§ Exercise details:
Copy out the lines starting at the one with "170L269 162L253 163L255" and ending after the one with "positive clicks: (253, 170) (256, 160)", both included, character for character.

§ Given data:
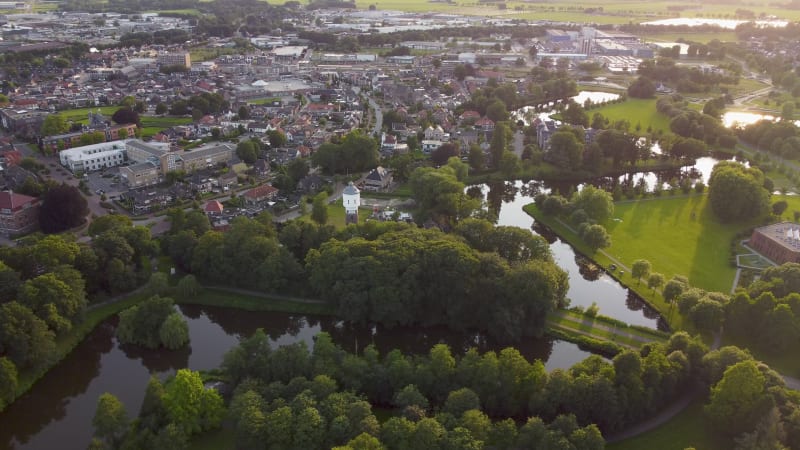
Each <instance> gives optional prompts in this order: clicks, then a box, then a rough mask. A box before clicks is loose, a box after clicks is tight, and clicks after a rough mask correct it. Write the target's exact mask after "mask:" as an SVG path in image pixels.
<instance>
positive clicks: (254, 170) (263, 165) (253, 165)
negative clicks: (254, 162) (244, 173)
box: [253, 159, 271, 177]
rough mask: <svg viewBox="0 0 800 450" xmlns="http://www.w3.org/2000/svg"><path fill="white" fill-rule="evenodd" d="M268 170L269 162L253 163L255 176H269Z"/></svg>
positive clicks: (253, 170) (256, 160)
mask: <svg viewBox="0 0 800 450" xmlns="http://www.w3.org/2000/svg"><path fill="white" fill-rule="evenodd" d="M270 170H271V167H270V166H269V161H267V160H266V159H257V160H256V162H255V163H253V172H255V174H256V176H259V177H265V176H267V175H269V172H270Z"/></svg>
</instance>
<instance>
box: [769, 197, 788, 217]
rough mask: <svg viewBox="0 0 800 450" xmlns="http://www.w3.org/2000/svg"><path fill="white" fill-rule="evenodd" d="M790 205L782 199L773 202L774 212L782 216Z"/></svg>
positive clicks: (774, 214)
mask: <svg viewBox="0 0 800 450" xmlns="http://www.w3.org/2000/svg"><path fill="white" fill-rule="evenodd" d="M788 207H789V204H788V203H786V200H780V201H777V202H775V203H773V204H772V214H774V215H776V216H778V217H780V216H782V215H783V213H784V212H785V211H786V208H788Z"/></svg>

--

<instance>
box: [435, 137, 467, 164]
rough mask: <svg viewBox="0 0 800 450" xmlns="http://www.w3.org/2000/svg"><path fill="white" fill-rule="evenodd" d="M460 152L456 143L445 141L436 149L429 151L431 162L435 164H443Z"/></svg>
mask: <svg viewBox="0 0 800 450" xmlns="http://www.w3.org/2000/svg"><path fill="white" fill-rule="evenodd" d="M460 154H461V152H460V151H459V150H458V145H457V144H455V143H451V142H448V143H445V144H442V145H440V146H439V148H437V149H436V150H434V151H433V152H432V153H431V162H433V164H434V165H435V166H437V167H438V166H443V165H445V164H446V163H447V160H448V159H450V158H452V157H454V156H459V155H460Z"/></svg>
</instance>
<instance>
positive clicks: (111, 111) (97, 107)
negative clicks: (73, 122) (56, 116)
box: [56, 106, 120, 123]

---

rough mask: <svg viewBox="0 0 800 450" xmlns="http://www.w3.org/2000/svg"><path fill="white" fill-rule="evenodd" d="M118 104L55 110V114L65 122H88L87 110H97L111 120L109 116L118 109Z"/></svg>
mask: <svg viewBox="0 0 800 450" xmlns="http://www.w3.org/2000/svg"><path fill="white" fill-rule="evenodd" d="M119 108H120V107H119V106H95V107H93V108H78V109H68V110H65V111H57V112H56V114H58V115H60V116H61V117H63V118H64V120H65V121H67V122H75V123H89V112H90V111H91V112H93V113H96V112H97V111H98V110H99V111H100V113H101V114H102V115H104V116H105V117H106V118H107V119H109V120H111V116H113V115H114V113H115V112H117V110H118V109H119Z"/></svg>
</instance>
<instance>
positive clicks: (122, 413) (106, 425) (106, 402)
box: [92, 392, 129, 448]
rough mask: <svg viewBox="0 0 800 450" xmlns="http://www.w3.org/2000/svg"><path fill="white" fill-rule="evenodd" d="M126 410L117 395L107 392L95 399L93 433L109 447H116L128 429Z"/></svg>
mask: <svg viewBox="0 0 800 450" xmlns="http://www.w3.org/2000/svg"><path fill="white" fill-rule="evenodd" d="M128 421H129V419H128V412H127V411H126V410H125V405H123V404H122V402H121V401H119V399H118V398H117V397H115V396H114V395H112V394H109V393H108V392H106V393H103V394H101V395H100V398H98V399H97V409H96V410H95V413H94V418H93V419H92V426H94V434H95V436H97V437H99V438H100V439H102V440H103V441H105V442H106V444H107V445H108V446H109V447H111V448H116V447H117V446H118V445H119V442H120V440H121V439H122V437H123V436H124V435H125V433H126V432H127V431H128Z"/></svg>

§ Answer box:
rough mask: <svg viewBox="0 0 800 450" xmlns="http://www.w3.org/2000/svg"><path fill="white" fill-rule="evenodd" d="M268 170L269 162L253 163L255 176H269Z"/></svg>
positive clicks: (253, 170) (256, 160)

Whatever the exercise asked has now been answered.